* _Problem to solve_: Rewrite all of the data below, replacing every "in the picture above" with "in the image shown" and keeping everything else unchanged. Leave the pictures out of your answer.

* _Input_:
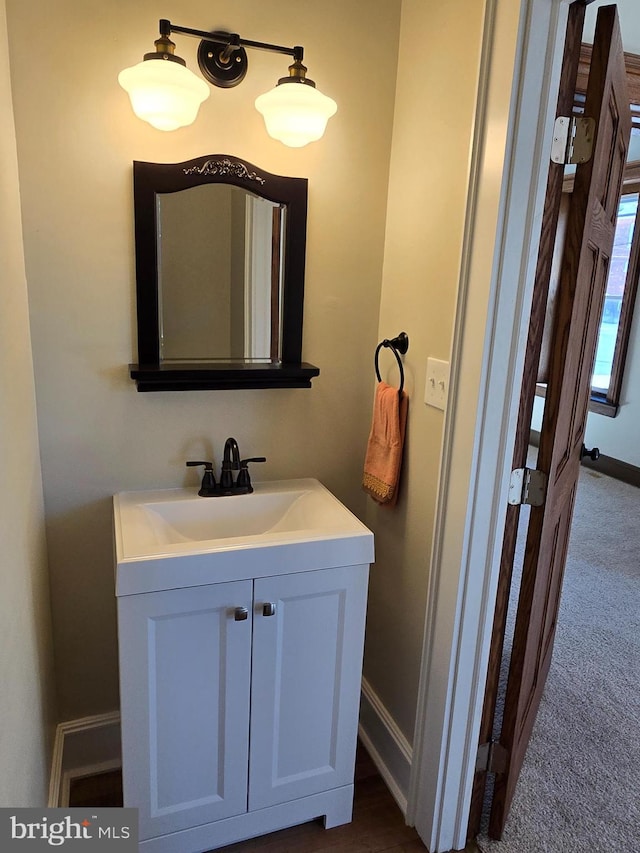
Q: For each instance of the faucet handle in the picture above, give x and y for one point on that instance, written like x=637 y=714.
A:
x=208 y=484
x=244 y=480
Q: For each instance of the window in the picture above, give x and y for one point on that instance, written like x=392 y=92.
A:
x=617 y=311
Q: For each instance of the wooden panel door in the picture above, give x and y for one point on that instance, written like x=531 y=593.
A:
x=305 y=695
x=589 y=242
x=185 y=669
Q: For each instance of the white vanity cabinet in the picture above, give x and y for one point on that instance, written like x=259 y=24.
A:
x=239 y=705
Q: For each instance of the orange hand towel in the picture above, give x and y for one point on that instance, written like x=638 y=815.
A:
x=384 y=450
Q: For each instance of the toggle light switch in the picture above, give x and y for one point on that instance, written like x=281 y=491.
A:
x=437 y=384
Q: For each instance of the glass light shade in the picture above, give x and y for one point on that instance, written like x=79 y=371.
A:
x=295 y=113
x=164 y=93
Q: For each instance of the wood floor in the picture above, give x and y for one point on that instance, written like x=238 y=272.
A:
x=378 y=824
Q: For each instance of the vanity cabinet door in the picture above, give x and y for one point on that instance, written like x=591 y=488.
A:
x=307 y=665
x=185 y=668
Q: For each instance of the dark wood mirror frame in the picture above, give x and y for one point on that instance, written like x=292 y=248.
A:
x=151 y=373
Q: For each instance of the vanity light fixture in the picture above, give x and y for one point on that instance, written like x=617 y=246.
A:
x=167 y=95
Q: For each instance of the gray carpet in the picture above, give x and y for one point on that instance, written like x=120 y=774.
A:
x=579 y=789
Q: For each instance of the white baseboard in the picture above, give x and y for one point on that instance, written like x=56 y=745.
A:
x=389 y=749
x=81 y=748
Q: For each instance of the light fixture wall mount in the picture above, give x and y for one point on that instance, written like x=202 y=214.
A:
x=295 y=115
x=222 y=57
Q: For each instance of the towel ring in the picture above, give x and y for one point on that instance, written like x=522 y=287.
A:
x=397 y=345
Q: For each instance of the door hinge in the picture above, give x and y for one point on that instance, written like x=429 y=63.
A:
x=572 y=139
x=527 y=486
x=492 y=757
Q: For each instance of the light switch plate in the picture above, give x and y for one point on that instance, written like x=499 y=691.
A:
x=437 y=385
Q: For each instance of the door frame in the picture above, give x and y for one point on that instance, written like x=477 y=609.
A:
x=509 y=159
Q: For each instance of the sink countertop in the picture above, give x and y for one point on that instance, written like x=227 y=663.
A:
x=172 y=538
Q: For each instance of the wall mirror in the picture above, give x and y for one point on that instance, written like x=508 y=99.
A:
x=220 y=257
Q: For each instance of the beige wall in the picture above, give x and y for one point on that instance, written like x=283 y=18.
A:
x=76 y=138
x=435 y=104
x=26 y=666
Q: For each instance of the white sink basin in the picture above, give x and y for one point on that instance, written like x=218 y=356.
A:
x=173 y=538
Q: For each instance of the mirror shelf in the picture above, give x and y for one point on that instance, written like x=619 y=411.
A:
x=223 y=376
x=220 y=261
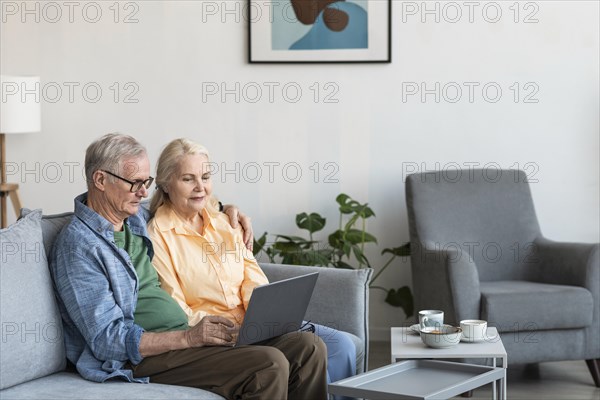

* _Result of the task_:
Q: For each instance of the faucet handle in the image shown, give x and y for one point on that instance, written like x=637 y=714.
A:
x=208 y=484
x=244 y=480
Q: For each instance of the window in the image shown, give x and y for one point on that instance, written like x=392 y=92.
A:
x=617 y=311
Q: For each instance of the wooden panel door in the image shown, give x and y for one point on that instance, written like x=531 y=593.
A:
x=305 y=695
x=589 y=242
x=185 y=669
Q: For each instance of the white vanity cabinet in the image shown, give x and y for one point on that instance, written like x=259 y=24.
A:
x=239 y=705
Q: For each instance of the orange hand towel in the image shown, give x and y for one point on that instance, written like x=638 y=815.
A:
x=384 y=450
Q: For each instance of the toggle light switch in the image shown, give x and y for one point on that instance, written like x=281 y=491.
A:
x=437 y=384
Q: For each instance of the glass light shade in the image shown, give x and y for one point on that instance, written like x=79 y=371.
A:
x=295 y=113
x=164 y=93
Q: For each instance of the wood floor in the image shown, give x and y for one point on that instance, written like x=238 y=272.
A:
x=378 y=824
Q: For each instance of the vanity cabinet door in the image shown, give x and y for one point on that instance, written like x=591 y=488.
A:
x=307 y=665
x=185 y=668
Q: For each instance of the dark wood mirror frame in the image shown, give x and y for one point on that instance, written like x=292 y=248.
A:
x=151 y=373
Q: For each instance of the vanity light fixture in the image shown, give x and y for one point on that instance, written like x=617 y=246.
A:
x=167 y=95
Q: For each instance of the gray carpet in the image shown, give x and y for one point on that instance, written like x=120 y=774.
A:
x=579 y=789
Q: For each instance of the white baseboard in the image shown, give x and y for one point on that instance, written like x=56 y=745.
A:
x=389 y=749
x=81 y=748
Q: For each instance of the light fixture wall mount in the image shown, give x and y for one point on that instance, written like x=202 y=214.
A:
x=295 y=115
x=222 y=57
Q: For each instance of the towel ring in the image shown, give x and y for one point on that instance, written like x=522 y=287.
A:
x=397 y=345
Q: For each instance of the door hinge in the image shown, give x and y for one point on that instance, written like x=429 y=63.
A:
x=572 y=139
x=527 y=486
x=492 y=757
Q: For each instance of the light switch plate in the image shown, give x and y for one point on that instance, written like x=499 y=691.
A:
x=437 y=385
Q: For each instance of the door frame in the image shown, give x and y for one point on that instance, written like x=477 y=609.
A:
x=509 y=159
Q: For each instance of the sink countertop in the image shown, give x and y for one point on that instance, written like x=227 y=663.
A:
x=172 y=538
Q: For each instance of the wall mirror in the image shown, give x and y for one point on that instance, written like x=508 y=99.
A:
x=220 y=257
Q: For each instance of the beige wall in the image shown, give x and y for one point on that instance, written like x=283 y=18.
A:
x=76 y=138
x=435 y=104
x=26 y=666
Q: For each instance of the white sink basin in the image shown, give x and y for one point on that instance, written like x=218 y=356.
A:
x=173 y=538
Q: For each instance of the mirror shelf in the image shown, give x and y for one point on that instance, written like x=619 y=411.
A:
x=223 y=376
x=220 y=261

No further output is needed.